What is asked: Turn each line of the listing below into one string in a JSON list, skipping any blank lines.

Some records:
□ □ □ □
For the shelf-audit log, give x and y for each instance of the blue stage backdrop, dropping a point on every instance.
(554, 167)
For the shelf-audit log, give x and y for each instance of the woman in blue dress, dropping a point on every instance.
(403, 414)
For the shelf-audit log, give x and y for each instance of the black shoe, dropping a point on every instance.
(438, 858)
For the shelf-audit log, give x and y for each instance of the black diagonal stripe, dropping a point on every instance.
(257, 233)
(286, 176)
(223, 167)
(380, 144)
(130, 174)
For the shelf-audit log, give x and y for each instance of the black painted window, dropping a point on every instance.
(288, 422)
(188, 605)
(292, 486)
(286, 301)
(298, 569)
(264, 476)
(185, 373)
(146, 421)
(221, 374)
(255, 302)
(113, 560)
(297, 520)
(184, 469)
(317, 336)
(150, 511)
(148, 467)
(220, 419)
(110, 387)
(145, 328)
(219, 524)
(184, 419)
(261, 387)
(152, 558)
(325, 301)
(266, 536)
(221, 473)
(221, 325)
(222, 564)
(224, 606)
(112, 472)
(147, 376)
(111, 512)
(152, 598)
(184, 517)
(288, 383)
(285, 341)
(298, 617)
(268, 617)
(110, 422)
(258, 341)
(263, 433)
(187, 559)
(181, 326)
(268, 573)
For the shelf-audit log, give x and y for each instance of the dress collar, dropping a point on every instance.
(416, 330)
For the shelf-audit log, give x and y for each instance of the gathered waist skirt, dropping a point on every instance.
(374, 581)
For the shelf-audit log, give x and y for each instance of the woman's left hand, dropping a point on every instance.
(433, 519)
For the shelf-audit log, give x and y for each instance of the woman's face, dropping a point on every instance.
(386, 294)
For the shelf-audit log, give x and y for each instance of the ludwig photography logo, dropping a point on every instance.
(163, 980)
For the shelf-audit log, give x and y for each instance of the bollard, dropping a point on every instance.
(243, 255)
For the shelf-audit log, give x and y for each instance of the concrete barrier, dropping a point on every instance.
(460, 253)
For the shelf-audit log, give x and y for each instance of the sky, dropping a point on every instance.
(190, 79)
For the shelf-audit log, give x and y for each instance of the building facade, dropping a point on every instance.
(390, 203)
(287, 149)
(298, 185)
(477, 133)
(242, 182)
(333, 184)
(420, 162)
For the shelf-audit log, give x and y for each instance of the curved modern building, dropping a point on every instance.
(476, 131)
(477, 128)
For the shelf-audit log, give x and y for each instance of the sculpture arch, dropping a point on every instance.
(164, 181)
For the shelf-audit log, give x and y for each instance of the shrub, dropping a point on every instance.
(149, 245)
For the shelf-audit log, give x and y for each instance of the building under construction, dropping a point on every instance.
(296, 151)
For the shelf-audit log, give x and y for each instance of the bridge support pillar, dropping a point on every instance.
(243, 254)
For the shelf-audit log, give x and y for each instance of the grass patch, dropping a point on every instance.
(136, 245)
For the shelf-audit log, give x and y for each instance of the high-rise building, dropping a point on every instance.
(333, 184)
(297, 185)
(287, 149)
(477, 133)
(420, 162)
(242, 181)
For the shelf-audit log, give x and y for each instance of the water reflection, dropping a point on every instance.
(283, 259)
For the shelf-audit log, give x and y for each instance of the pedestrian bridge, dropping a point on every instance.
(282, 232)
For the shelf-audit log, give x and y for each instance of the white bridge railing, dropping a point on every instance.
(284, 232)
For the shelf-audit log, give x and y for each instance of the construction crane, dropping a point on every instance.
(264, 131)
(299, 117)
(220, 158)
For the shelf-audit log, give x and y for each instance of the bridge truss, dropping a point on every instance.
□ □ □ □
Output for this exercise:
[
  "For the shelf-audit log, give x and y for each instance of the blue stage backdrop, dropping a point on every instance.",
  "(554, 167)",
  "For the shelf-audit log, give x and y for each instance of the woman in blue dress, dropping a point on every instance.",
  "(403, 414)",
  "For the shelf-audit log, give x and y for each instance of the black shoe, dropping a point on every instance.",
  "(438, 858)",
  "For the shelf-audit log, give x and y for each instance of the black diagonal stripe, dropping a point on every instance.",
  "(257, 233)",
  "(286, 176)",
  "(223, 167)",
  "(380, 144)",
  "(130, 174)",
  "For the shelf-audit log, give x and y for each instance of the black painted window, dropping a point on every instance.",
  "(288, 422)",
  "(188, 605)",
  "(292, 486)",
  "(286, 301)",
  "(298, 569)",
  "(264, 476)",
  "(185, 373)",
  "(146, 421)",
  "(221, 374)",
  "(255, 302)",
  "(113, 560)",
  "(297, 520)",
  "(184, 469)",
  "(317, 336)",
  "(150, 511)",
  "(148, 467)",
  "(220, 419)",
  "(110, 387)",
  "(145, 328)",
  "(219, 524)",
  "(184, 419)",
  "(261, 387)",
  "(152, 558)",
  "(325, 301)",
  "(266, 536)",
  "(221, 473)",
  "(221, 325)",
  "(222, 564)",
  "(224, 606)",
  "(112, 472)",
  "(147, 376)",
  "(111, 512)",
  "(152, 598)",
  "(184, 517)",
  "(288, 383)",
  "(285, 341)",
  "(298, 617)",
  "(268, 617)",
  "(110, 422)",
  "(258, 341)",
  "(263, 433)",
  "(187, 559)",
  "(181, 326)",
  "(268, 573)",
  "For the shelf-audit log, give x and y for each instance of the dress collar, dropping a point on every instance.",
  "(416, 330)",
  "For the shelf-audit log, give x and y for each instance of the gathered waist skirt, dropping a point on every instance.",
  "(374, 581)",
  "For the shelf-audit log, give x and y for each instance of the woman's left hand, dropping a point on every instance.",
  "(433, 519)",
  "For the shelf-audit log, give x and y for each instance of the woman's face, dropping a point on every instance.",
  "(386, 294)",
  "For the shelf-audit log, give x and y for each instance of the ludwig photography logo, dropping a point on every instance.",
  "(163, 980)",
  "For the shelf-audit log, give x and y for each instance of the bollard, dropping a point on every instance.",
  "(243, 255)",
  "For the shelf-audit log, give x and y for each instance of the concrete barrier, dropping a point on every instance.",
  "(460, 253)",
  "For the shelf-audit log, give x and y for each instance of the sky, dropping a point on every instance.",
  "(190, 79)",
  "For the shelf-audit log, give x and y for each instance of the building facade, dropping a point on every instance.",
  "(390, 203)",
  "(287, 149)",
  "(298, 185)",
  "(477, 133)",
  "(242, 182)",
  "(333, 184)",
  "(420, 162)",
  "For the shelf-audit log, give x and y for each instance of the curved modern building, dropping a point on every instance.",
  "(476, 131)",
  "(477, 128)",
  "For the shelf-audit log, give x and y for each instance of the sculpture arch, dropping a point on every instance.",
  "(164, 181)",
  "For the shelf-audit log, give x and y for each instance of the shrub, dropping a point on every instance.",
  "(149, 245)",
  "For the shelf-audit log, give x and y for each instance of the building under construction, dropping a point on every instance.",
  "(296, 151)",
  "For the shelf-audit log, give x and y for each instance of the bridge support pillar, dropping a point on every instance.",
  "(243, 254)",
  "For the shelf-audit log, give x and y for each instance of the grass patch, dropping a point on every instance.",
  "(136, 245)",
  "For the shelf-audit log, give x and y for each instance of the high-rise building, dropping a point on every instance.",
  "(333, 184)",
  "(297, 185)",
  "(287, 149)",
  "(477, 133)",
  "(420, 162)",
  "(242, 181)",
  "For the shelf-audit log, give x and y for each instance of the water reflection, dropping a point on every instance.",
  "(283, 259)",
  "For the shelf-audit log, give x and y for each instance of the pedestrian bridge, dropping a point on every instance.",
  "(282, 232)",
  "For the shelf-audit log, give x and y for each instance of the white bridge railing, dropping a point on every instance.",
  "(284, 232)",
  "For the shelf-audit log, give x and y for each instance of the construction crane, dropping a point on every instance.",
  "(264, 131)",
  "(299, 117)",
  "(220, 158)",
  "For the shelf-audit log, give x and y for each instance of the bridge truss, dropping a point on every instance."
]